__Required actions__:
• A. Answer these questions from the forum thread on Wagner singing:
(i) According to the text, what do the faults mentioned not constitute?
(ii) Whose singing set off the conversation?
(iii) On what date did ScottK post?
• B. Edit the forum thread on Wagner singing by rewriting the stretch from "The lady whose" through "quote you, nonsense." so that "diction" takes the place of "technique".

__Quoted passage__:
— start —
What I want to emphasize is that the faults mentioned here *do not constitute a distinct "style" of singing.* They are not "Wagnerian style." We can hear these faults in mediocre performances of Wagner - which, unfortunately, are more the rule than the exception - but the greatest singers of Wagner have exemplifed the principles of bel canto singing and sound musicianship.

The lady whose singing set off this conversation, Lise Davidsen, has a few things to learn about both technique and style - including "Wagnerian style" - before she can join the ranks of the greats.


----------



## ScottK (Dec 23, 2021)

I liked reading your spiel because, as usual, you say lots of smart things I never thought of. But the swelling thing Khalid is writing about is something I’ve most definitely experienced and discovering more about it through conversation- isn’t that a dialectic? - is to me worthwhile, enjoyable and not, to quote you, nonsense.


----------



## khalid (11 mo ago)
— end —
__Data extract__:
— start —
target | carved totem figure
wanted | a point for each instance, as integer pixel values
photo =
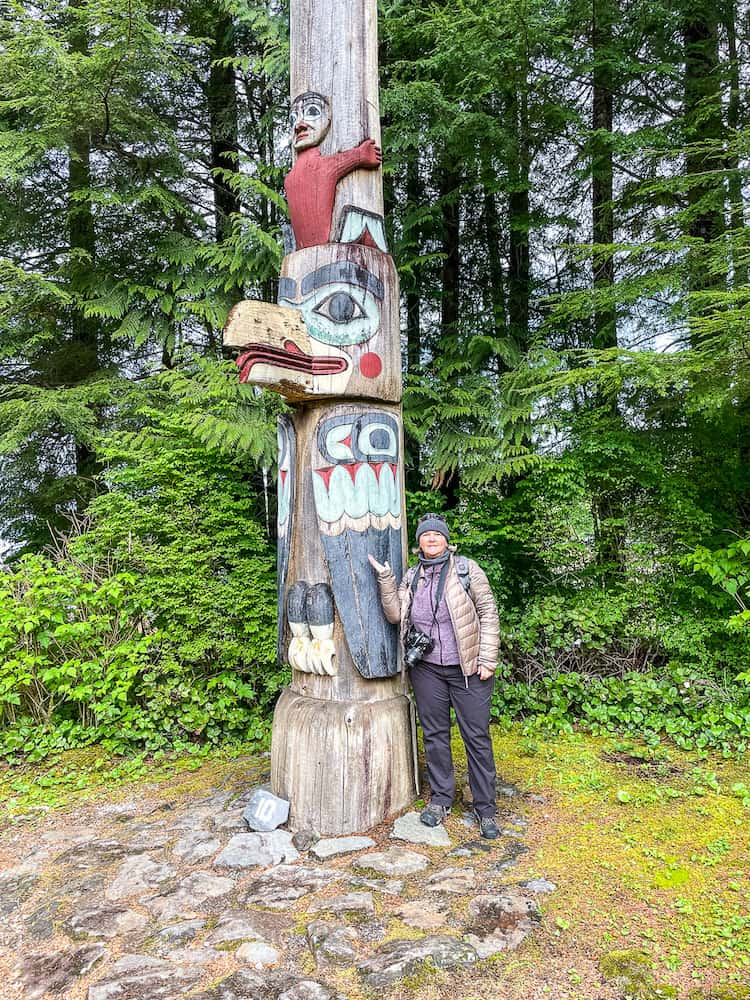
— end —
__Outputs by task__:
• A.
(i) A distinct "style" of singing.
(ii) Lise Davidsen's.
(iii) Dec 23, 2021.

• B.
The lady whose singing set off this conversation, Lise Davidsen, has a few things to learn about both diction and style - including "Wagnerian style" - before she can join the ranks of the greats.


----------



## ScottK (Dec 23, 2021)

I liked reading your spiel because, as usual, you say lots of smart things I never thought of. But the swelling thing Khalid is writing about is something I’ve most definitely experienced and discovering more about it through conversation- isn’t that a dialectic? - is to me worthwhile, enjoyable and not, to quote you, nonsense.